#### SOURCE TEXT
┌────────

He must bring them home with him…

  Affec:

  S.

  Michael sat with his mother in her darkened room whenever he could. It was also he who sat on the end of her bath chair on a rare trip to Kensington Gardens, guiding it while a helper pushed it from behind. On a visit to see his sister, Gerald du Maurier entered her room to find Michael sitting at a small desk in the corner doing his homework, tears flowing down his cheeks. As with his father, he didn’t need to be told.

  But it wasn’t all tears. When Peter was informed that he had won a scholarship to Eton he was playing corridor cricket with his brothers. The joy this news gave Sylvia was very welcome, particularly as Peter’s academic success lit up a link to Arthur’s side of the family, for Arthur was still sorely missed.

  Sylvia had to be carried to bed now and was under 24-hour-a-day care by one Nurse Loosemore, who was suddenly faced with an extraordinary plan to deliver Sylvia to Ashdon Farm on Exmoor, on the borders of Somerset and North Devon.

  To say that the farm, which is still there today, is remote and isolated is understatement. It lies alone in the valley of the River Oare, close to where John Ridd emerged in R. D. Blackmore’s Lorna Doone, the novel that tells of the savage deeds of the Doone family who terrorised the country round about and escaped with their booty across the wild hills of Exmoor precisely where Sylvia now found herself.

  The area is indeed beautiful. Francis Kilvert writes in his Diaries of Lynton, a small town six or so miles distant as ‘one of the loveliest nooks in the Paradise of this world’. But the journey from London – almost five hours on the train followed by a dozen or so miles in a car across what was then a poor moorland road – would have been exhausting for Sylvia.

└────────

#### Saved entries

┌────────

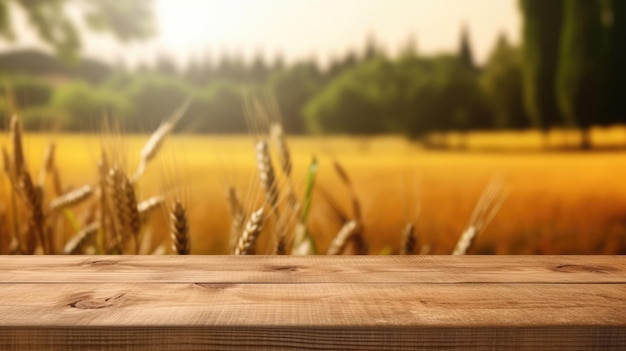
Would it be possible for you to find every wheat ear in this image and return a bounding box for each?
[121,175,141,254]
[452,178,506,255]
[63,222,100,255]
[170,200,190,255]
[11,115,26,174]
[18,169,49,254]
[132,99,190,183]
[226,186,246,252]
[137,195,165,222]
[49,185,93,212]
[235,206,265,255]
[326,220,360,255]
[256,140,278,209]
[107,167,141,253]
[400,223,417,255]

└────────

#### TASK BRIEF
Write out the passage about Sylvia from "To say that" up to and including "now found herself.", replacing "booty" with "plunder". The records are separate material and have no connection to the text.

#### TASK SOLUTION
To say that the farm, which is still there today, is remote and isolated is understatement. It lies alone in the valley of the River Oare, close to where John Ridd emerged in R. D. Blackmore’s Lorna Doone, the novel that tells of the savage deeds of the Doone family who terrorised the country round about and escaped with their plunder across the wild hills of Exmoor precisely where Sylvia now found herself.